** START DATA SUPPLIED **

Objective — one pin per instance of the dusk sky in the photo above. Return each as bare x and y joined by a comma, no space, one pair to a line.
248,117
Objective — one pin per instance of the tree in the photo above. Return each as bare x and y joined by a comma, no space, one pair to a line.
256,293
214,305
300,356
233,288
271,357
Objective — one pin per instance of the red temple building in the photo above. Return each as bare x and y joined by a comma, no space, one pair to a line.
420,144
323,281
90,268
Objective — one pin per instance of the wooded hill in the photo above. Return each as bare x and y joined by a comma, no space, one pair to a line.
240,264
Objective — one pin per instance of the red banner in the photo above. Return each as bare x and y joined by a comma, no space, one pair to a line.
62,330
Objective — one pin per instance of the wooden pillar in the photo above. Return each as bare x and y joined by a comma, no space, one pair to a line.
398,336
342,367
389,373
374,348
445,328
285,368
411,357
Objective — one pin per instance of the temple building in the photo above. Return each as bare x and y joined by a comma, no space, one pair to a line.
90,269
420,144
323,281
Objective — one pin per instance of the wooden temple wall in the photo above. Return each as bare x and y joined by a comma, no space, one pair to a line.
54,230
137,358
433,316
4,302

** END DATA SUPPLIED **

#### [JOB]
Place each line of the records above into a Markdown table with two columns, "Row" and "Entry". Number the rows in sequence and omit any blank lines.

#### [COMPLETED EXERCISE]
| Row | Entry |
|---|---|
| 1 | Objective — one pin per instance of the dusk sky in the photo above. Return each as bare x and y joined by a comma, no space, one pair to a line. |
| 2 | 248,117 |
| 3 | Objective — one pin per instance of the tree in the photo above. Return each as bare x and y joined by a comma, no space, one pair to a line. |
| 4 | 256,293 |
| 5 | 214,305 |
| 6 | 300,356 |
| 7 | 233,288 |
| 8 | 271,357 |
| 9 | Objective — one pin per instance of the red temple building in the photo above. Return each as bare x and y joined by a comma, no space, one pair to a line. |
| 10 | 420,144 |
| 11 | 323,281 |
| 12 | 90,268 |
| 13 | Objective — one pin per instance of the wooded hill in the photo above. Return each as bare x and y joined by a comma, no space, one pair to a line. |
| 14 | 240,264 |
| 15 | Objective — one pin per instance of the red banner in the photo above. Return each as bare x and y joined by a comma, no space, one pair to a line. |
| 16 | 62,330 |
| 17 | Objective — one pin per instance of the wooden pillar in the photo above. Return each as bare x and y joined by a comma, no space, one pair to a line. |
| 18 | 398,336 |
| 19 | 342,367 |
| 20 | 389,373 |
| 21 | 374,348 |
| 22 | 445,328 |
| 23 | 285,368 |
| 24 | 411,357 |
| 25 | Objective — one pin per instance of the temple building in the photo above. Return each as bare x and y joined by a comma, no space, one pair to a line. |
| 26 | 90,269 |
| 27 | 420,144 |
| 28 | 323,281 |
| 29 | Objective — one pin per instance of the wooden temple wall in the photo above. Return each as bare x and y joined by a comma, no space, one pair to a line. |
| 30 | 54,230 |
| 31 | 137,358 |
| 32 | 433,316 |
| 33 | 4,302 |